→ WORK INSTRUCTION: Where does "before" occur in the listing? Copy every line that holds it.
────────────────
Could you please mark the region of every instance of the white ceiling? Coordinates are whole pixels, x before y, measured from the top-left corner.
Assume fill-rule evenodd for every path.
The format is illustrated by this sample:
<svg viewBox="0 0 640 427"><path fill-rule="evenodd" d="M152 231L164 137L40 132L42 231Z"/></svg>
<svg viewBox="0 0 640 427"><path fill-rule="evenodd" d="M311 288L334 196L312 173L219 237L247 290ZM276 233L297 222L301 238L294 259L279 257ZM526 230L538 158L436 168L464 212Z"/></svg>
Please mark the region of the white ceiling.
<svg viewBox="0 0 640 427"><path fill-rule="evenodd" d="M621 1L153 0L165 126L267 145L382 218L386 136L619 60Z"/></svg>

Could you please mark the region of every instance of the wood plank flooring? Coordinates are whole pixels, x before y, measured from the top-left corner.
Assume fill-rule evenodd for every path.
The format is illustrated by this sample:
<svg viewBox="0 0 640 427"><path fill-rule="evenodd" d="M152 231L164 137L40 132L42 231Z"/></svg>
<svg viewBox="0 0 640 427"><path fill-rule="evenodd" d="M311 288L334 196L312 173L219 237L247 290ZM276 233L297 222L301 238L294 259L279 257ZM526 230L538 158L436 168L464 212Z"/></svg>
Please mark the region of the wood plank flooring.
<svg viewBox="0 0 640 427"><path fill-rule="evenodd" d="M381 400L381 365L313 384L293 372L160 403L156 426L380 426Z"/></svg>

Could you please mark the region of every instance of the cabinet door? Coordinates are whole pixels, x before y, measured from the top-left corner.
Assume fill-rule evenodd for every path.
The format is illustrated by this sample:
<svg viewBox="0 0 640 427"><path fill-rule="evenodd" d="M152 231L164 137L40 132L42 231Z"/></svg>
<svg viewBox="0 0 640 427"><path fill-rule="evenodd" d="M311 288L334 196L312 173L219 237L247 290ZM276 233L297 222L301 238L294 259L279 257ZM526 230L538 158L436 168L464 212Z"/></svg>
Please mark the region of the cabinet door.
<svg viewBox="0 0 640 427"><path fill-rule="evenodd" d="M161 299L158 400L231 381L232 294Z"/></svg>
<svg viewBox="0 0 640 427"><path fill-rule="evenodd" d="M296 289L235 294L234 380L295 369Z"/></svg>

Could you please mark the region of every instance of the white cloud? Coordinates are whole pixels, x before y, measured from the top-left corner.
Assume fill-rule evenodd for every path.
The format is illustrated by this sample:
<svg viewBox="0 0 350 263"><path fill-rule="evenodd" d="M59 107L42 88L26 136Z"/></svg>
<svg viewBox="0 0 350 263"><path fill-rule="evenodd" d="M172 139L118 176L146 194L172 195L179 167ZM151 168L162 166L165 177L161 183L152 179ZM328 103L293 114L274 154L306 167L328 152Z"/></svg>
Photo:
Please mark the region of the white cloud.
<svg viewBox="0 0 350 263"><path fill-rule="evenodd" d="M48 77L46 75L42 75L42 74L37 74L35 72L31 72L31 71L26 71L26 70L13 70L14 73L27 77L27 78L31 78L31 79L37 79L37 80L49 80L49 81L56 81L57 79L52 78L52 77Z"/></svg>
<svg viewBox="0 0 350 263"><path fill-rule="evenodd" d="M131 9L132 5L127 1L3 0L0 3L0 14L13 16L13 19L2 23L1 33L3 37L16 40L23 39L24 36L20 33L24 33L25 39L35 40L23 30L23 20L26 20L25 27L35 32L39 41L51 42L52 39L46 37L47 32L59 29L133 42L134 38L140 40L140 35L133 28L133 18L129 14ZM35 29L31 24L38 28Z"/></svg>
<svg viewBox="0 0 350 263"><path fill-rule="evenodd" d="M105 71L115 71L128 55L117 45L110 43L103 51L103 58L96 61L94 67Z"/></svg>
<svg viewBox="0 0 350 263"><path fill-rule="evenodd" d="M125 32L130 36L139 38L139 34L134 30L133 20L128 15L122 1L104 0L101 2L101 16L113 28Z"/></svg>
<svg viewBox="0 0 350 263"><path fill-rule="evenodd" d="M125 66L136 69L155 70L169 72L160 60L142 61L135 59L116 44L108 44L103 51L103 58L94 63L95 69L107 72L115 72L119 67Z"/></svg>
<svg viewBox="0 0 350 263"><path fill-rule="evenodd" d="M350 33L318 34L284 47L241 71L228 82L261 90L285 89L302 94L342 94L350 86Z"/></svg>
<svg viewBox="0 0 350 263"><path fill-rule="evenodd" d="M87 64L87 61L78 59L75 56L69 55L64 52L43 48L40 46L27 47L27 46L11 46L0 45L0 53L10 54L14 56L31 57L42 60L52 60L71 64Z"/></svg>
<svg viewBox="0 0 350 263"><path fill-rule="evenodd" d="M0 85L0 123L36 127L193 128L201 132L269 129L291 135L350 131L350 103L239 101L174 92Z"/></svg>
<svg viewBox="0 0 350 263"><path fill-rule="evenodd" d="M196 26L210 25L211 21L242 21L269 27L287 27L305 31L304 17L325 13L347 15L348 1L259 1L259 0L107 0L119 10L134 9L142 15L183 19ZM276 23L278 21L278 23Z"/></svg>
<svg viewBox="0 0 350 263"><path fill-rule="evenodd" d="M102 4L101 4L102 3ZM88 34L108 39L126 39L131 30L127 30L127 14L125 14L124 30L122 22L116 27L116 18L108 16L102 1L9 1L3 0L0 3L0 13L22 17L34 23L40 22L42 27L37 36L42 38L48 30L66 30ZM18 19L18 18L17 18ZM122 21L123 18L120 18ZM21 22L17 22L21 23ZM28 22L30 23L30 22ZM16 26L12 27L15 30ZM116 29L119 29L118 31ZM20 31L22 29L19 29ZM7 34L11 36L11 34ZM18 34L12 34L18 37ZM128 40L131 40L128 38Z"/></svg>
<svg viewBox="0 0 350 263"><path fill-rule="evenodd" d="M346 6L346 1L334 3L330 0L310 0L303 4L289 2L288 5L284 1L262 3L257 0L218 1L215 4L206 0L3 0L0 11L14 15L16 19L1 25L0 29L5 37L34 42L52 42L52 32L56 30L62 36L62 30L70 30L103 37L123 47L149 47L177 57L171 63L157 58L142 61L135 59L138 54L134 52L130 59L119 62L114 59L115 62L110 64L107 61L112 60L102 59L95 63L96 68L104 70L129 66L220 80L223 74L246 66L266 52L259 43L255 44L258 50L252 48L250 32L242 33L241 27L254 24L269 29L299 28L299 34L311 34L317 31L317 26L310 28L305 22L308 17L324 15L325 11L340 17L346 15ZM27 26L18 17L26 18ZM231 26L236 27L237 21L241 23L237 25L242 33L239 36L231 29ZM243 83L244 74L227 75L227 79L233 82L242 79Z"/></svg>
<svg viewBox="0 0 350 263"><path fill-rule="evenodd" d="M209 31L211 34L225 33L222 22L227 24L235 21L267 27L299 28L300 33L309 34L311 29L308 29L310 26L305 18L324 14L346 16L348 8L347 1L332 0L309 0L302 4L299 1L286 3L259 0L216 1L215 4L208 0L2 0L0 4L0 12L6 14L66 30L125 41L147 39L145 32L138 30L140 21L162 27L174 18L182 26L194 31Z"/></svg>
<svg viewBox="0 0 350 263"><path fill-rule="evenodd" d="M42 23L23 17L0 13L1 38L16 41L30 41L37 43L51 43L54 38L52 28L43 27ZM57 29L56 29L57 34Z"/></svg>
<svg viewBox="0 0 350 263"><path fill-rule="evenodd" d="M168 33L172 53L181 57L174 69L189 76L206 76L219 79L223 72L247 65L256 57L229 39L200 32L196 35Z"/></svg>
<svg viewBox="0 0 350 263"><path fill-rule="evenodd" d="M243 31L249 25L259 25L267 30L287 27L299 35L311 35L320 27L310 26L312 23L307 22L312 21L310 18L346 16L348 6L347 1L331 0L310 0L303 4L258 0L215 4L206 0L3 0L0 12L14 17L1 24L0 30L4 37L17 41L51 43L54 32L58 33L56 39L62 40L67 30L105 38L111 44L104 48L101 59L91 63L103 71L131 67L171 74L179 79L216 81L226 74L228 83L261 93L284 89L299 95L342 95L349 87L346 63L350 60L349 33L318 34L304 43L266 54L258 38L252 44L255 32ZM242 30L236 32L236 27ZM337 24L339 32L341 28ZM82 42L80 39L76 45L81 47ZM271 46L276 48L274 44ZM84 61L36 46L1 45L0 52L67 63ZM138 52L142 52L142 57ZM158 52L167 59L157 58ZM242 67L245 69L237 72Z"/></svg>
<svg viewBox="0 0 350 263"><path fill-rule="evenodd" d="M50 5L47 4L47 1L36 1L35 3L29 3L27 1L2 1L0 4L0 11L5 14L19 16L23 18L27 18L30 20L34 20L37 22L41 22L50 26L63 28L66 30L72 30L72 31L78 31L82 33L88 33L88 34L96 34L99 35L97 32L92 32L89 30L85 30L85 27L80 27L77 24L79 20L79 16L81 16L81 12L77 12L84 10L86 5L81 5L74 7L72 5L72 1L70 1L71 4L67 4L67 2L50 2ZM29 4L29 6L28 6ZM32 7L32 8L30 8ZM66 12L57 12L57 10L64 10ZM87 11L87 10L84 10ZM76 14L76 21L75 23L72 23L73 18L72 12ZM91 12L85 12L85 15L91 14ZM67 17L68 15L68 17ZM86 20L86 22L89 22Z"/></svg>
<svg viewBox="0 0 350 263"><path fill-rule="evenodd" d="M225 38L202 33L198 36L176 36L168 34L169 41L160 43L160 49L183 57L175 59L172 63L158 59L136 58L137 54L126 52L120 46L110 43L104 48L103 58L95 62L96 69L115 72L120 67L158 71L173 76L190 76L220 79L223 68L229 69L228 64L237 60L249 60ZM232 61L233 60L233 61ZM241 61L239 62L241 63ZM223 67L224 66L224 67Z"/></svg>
────────────────
→ RESULT FOR THIS EXERCISE:
Could you please mark the region of every instance of the white ceiling? Coordinates are whole pixels, x before y, measured from the top-left corner.
Could you please mark the region of every instance of the wood plank flooring? Coordinates are whole pixels, x before y, measured from the top-left corner.
Could you please mark the region of every instance of the cabinet door? Coordinates are whole pixels, x before y, measured from the top-left corner.
Could you please mark the region of every instance of the white cloud? Coordinates are whole pixels, x before y, measured from the top-left corner.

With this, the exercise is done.